## Aim of the exercise
Count the lines below that hold the string "blurred". Give only that number.

*****

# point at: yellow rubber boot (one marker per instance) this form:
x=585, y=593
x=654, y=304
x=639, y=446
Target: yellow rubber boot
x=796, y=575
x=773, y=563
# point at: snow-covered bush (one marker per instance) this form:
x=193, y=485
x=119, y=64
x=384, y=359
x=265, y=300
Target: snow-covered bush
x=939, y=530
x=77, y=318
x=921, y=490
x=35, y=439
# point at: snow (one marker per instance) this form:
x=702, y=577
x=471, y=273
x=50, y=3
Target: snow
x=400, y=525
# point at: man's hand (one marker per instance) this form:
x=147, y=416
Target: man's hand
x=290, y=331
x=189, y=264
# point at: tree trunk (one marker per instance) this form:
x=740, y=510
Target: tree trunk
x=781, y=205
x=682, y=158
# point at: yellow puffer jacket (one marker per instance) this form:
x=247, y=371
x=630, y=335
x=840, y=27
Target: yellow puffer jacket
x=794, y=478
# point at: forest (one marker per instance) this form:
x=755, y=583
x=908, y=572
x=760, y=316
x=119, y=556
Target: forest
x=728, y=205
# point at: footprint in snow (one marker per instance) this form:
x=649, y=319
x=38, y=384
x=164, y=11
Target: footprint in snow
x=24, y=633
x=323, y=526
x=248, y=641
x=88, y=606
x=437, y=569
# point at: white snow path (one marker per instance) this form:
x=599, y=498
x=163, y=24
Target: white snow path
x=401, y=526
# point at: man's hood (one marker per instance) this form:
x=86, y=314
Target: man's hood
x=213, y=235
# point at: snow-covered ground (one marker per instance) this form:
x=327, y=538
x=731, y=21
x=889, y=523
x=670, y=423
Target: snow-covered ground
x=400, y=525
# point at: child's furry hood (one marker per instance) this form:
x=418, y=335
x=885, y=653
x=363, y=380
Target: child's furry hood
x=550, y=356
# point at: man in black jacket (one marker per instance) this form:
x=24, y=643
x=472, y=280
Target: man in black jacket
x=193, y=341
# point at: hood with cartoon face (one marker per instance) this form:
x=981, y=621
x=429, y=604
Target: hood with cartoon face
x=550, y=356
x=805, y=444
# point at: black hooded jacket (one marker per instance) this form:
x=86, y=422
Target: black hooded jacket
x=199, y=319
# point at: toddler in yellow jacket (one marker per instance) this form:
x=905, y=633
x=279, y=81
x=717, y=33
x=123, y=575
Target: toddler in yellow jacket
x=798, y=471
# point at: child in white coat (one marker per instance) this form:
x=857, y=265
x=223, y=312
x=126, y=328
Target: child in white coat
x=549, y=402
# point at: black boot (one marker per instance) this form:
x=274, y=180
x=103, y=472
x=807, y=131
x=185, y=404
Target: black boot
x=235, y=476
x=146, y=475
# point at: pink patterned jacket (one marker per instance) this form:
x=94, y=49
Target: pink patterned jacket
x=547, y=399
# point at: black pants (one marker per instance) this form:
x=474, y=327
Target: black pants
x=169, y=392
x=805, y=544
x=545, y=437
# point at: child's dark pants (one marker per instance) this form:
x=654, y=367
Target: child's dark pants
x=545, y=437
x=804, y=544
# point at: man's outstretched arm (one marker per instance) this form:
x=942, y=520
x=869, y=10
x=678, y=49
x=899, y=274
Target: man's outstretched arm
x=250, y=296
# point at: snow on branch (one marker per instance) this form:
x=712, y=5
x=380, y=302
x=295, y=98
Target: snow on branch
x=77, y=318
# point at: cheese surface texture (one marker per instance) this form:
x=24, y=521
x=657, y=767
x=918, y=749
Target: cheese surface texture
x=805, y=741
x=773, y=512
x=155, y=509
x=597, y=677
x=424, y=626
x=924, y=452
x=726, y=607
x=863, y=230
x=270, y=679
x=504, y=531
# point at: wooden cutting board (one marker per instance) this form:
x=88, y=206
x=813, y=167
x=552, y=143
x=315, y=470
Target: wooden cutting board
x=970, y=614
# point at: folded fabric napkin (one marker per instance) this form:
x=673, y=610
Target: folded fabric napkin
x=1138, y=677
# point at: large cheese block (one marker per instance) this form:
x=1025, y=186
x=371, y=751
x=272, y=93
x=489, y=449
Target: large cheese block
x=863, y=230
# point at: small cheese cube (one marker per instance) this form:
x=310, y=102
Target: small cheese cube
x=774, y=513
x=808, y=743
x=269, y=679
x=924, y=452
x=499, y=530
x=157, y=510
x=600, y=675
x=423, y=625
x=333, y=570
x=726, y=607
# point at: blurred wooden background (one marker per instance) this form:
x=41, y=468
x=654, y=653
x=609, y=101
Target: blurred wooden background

*****

## Solution to this task
2